(Segmentation mask data)
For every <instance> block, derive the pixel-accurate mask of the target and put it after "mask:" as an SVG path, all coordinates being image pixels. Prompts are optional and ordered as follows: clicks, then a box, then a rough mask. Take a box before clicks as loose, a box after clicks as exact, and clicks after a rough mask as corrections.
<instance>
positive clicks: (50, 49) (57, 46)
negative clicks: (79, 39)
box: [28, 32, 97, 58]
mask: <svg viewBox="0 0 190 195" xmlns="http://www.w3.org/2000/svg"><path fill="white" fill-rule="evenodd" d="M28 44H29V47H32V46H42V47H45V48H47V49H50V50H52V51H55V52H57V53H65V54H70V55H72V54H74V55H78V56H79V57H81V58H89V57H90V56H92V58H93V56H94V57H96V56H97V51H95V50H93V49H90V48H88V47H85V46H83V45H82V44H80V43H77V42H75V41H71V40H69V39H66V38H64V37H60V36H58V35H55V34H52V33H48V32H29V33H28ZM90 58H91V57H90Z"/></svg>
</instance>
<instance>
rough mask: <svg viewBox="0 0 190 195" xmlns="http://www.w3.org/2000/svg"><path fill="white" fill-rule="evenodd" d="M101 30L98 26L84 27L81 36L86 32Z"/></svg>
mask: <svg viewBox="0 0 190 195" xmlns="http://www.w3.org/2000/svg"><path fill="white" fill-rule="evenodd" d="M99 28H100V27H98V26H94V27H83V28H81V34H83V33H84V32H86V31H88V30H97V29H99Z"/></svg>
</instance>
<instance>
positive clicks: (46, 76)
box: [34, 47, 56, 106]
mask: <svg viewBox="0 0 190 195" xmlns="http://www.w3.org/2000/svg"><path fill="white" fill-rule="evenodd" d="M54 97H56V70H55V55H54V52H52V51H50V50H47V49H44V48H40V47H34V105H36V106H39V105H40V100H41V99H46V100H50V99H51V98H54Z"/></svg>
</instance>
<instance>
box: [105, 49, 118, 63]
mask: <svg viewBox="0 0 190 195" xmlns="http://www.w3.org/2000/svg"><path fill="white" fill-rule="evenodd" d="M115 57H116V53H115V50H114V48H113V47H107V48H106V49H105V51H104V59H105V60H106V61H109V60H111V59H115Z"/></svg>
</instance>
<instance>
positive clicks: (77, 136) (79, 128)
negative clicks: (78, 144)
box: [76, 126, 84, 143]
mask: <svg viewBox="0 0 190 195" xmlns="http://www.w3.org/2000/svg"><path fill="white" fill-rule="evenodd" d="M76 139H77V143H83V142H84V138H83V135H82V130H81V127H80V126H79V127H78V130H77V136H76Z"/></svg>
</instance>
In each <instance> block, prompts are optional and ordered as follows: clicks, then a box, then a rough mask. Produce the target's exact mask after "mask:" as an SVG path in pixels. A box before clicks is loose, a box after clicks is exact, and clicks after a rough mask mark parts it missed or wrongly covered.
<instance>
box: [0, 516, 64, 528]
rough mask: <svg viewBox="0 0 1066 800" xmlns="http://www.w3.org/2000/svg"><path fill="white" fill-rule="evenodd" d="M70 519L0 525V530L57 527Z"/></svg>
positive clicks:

→ **Exercise directions**
Go through the entries above and report each line with the string "clicks" in it.

→ **Response to this task**
For every <instance> block, derive the pixel-accurate mask of the target and put it after "mask:" as an SVG path, all coordinates being image pixels. Prompts are optional and ordered as follows: clicks, then a box, then a rough mask. Take a box before clicks as loose, a box after clicks as exact, and clicks after a rough mask as corrections.
positive clicks: (50, 49) (57, 46)
negative clicks: (79, 39)
positive clicks: (46, 76)
positive clicks: (77, 136) (79, 128)
negative clicks: (78, 144)
In each <instance> block, prompts are optional and ordered as follows: clicks, then a box, then a rough mask. Produce the target's exact mask after "mask:" as an SVG path in pixels. A box before clicks is loose, a box after clicks is exact, and clicks after a rough mask mark parts it missed or wrongly covered.
positive clicks:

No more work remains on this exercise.